- Exercise details -
Write out everything below from the line containing "Pick out the wooden" down through the last of the items, request lines included. Scale each point coordinate in the answers by 1.15 and round it to a whole number, halves up.

- Records shown -
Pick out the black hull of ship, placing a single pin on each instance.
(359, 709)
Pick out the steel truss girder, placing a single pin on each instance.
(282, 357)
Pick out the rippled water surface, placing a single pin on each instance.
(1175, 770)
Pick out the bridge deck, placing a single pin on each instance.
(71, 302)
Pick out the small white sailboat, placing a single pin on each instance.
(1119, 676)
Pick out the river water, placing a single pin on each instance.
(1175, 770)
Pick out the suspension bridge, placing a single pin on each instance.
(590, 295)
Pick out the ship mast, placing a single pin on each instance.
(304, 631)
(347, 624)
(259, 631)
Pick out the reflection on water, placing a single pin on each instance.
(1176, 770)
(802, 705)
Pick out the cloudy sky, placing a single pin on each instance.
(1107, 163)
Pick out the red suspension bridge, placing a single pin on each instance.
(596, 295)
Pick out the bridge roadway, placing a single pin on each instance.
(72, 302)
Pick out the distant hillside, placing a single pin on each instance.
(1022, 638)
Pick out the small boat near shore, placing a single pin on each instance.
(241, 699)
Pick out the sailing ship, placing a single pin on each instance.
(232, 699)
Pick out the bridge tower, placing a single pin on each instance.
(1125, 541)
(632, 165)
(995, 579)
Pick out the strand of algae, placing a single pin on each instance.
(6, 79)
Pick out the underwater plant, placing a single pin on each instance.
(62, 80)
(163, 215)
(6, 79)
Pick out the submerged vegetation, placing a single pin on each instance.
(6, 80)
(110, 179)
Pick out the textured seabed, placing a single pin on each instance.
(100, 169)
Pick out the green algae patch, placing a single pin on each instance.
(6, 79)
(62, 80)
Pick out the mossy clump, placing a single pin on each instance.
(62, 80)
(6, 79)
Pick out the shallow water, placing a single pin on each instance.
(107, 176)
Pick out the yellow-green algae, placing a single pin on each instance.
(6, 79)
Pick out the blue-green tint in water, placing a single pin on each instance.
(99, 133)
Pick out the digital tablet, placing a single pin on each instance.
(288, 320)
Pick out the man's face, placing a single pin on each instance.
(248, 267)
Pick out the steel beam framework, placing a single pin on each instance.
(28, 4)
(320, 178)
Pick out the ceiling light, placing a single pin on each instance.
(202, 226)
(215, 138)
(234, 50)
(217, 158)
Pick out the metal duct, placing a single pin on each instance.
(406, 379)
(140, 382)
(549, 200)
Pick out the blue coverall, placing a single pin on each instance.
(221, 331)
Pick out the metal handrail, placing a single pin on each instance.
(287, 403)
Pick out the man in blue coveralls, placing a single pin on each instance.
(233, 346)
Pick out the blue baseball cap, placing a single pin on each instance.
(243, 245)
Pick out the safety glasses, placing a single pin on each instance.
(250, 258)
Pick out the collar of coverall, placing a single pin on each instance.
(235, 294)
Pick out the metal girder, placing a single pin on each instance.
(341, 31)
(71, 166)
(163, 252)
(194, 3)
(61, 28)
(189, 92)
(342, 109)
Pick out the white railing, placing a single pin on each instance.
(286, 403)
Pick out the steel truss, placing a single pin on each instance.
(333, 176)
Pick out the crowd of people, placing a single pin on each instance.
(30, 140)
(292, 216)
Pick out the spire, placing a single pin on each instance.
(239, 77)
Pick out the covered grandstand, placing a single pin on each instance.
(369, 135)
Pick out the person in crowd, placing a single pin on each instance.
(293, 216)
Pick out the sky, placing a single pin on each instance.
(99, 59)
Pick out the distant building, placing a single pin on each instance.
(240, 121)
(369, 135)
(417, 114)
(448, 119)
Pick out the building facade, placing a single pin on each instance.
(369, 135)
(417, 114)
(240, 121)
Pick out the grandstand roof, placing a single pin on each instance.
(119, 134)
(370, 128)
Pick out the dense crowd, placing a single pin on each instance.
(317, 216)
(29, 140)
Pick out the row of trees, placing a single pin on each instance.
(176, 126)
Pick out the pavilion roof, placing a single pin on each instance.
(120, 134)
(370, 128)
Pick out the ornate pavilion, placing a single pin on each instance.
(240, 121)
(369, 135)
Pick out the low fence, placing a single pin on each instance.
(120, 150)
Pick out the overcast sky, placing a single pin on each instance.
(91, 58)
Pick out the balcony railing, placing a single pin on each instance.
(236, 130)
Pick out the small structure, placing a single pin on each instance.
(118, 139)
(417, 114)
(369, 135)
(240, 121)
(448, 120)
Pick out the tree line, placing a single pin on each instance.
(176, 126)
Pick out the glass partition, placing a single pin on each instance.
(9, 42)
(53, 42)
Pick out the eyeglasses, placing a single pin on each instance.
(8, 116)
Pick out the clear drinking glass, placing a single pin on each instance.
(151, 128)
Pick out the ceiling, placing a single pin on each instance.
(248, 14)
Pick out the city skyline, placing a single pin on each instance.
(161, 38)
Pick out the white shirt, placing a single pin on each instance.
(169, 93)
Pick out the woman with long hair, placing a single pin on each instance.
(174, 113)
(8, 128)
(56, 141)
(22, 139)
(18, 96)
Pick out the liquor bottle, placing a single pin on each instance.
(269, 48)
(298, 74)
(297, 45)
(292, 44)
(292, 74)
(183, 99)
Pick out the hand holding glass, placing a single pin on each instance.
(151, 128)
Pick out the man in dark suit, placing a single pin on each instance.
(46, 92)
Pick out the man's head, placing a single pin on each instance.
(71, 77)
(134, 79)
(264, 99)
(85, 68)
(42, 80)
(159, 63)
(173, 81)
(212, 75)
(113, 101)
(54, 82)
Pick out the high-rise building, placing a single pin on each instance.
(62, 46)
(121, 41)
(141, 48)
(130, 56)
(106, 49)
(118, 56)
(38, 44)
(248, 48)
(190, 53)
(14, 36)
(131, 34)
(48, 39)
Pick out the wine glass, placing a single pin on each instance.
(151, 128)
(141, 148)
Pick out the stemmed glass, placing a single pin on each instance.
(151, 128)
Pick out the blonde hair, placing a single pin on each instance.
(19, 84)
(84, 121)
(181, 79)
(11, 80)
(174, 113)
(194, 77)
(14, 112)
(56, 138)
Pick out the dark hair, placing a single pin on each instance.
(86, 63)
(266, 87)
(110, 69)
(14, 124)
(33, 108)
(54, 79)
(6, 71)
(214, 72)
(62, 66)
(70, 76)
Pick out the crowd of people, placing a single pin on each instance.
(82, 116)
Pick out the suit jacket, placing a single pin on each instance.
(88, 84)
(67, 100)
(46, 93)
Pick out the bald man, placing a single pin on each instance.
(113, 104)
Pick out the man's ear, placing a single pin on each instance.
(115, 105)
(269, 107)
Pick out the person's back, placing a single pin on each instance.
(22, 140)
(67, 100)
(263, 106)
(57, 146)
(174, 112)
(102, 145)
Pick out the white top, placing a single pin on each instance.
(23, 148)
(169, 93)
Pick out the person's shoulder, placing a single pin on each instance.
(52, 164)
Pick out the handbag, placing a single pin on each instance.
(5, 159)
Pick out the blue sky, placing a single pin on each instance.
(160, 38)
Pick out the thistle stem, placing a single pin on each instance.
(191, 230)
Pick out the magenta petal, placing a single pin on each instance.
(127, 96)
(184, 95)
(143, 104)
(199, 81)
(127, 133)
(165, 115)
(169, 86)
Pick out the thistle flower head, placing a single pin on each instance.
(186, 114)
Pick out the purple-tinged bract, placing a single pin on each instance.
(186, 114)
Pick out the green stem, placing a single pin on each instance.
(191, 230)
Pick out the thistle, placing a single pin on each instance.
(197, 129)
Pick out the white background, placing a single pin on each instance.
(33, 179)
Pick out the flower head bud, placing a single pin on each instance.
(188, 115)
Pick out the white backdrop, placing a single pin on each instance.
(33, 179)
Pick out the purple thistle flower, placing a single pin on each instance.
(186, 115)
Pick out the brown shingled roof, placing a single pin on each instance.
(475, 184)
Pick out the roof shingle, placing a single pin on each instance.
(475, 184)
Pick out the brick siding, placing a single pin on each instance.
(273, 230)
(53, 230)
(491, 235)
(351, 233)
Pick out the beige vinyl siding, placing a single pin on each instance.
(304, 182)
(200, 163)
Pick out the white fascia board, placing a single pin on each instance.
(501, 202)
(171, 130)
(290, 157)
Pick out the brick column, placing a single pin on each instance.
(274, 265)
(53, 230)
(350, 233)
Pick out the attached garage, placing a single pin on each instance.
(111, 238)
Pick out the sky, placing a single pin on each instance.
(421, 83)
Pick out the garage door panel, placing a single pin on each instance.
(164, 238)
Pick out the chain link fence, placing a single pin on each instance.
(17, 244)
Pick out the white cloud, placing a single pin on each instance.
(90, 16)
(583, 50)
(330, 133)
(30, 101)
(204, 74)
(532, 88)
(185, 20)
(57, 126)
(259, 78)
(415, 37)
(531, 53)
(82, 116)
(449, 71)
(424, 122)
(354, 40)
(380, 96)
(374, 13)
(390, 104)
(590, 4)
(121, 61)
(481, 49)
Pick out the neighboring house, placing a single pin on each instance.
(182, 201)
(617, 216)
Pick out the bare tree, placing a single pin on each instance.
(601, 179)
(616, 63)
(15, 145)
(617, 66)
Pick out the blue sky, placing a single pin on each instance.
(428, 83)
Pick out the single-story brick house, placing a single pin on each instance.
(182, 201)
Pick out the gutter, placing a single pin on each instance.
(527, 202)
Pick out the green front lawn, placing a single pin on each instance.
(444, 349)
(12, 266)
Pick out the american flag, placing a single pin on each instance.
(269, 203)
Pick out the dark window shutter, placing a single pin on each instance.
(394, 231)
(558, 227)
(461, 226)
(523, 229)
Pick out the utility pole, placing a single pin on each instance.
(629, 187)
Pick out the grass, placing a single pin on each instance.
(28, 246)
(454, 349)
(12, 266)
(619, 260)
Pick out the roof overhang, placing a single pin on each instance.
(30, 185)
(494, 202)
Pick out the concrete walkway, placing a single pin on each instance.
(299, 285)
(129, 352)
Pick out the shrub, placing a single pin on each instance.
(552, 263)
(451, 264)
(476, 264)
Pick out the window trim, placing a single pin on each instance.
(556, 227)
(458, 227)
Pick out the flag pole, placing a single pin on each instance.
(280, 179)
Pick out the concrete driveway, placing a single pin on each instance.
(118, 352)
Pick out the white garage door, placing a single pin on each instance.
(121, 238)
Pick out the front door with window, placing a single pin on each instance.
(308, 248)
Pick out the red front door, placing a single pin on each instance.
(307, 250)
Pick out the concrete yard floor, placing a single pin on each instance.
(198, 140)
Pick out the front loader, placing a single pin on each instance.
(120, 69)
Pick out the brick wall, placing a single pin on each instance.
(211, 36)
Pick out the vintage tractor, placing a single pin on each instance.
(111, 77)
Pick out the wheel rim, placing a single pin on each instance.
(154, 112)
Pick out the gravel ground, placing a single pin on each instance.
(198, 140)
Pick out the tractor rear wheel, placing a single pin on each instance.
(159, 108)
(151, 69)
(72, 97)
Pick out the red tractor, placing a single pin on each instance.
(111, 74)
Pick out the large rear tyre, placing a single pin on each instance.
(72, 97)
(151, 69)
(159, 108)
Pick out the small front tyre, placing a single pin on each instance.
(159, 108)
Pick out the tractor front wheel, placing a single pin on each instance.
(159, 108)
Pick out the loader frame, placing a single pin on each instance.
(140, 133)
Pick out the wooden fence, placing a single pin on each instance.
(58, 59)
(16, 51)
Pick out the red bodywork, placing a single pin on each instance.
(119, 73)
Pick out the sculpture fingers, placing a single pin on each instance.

- Solution to the exercise -
Pick out the wooden fence, placing a single pin on each instance.
(67, 68)
(18, 59)
Pick out the red bodywork, placing a single pin on each instance.
(137, 84)
Pick out the sculpture fingers, placing a single pin on each instance.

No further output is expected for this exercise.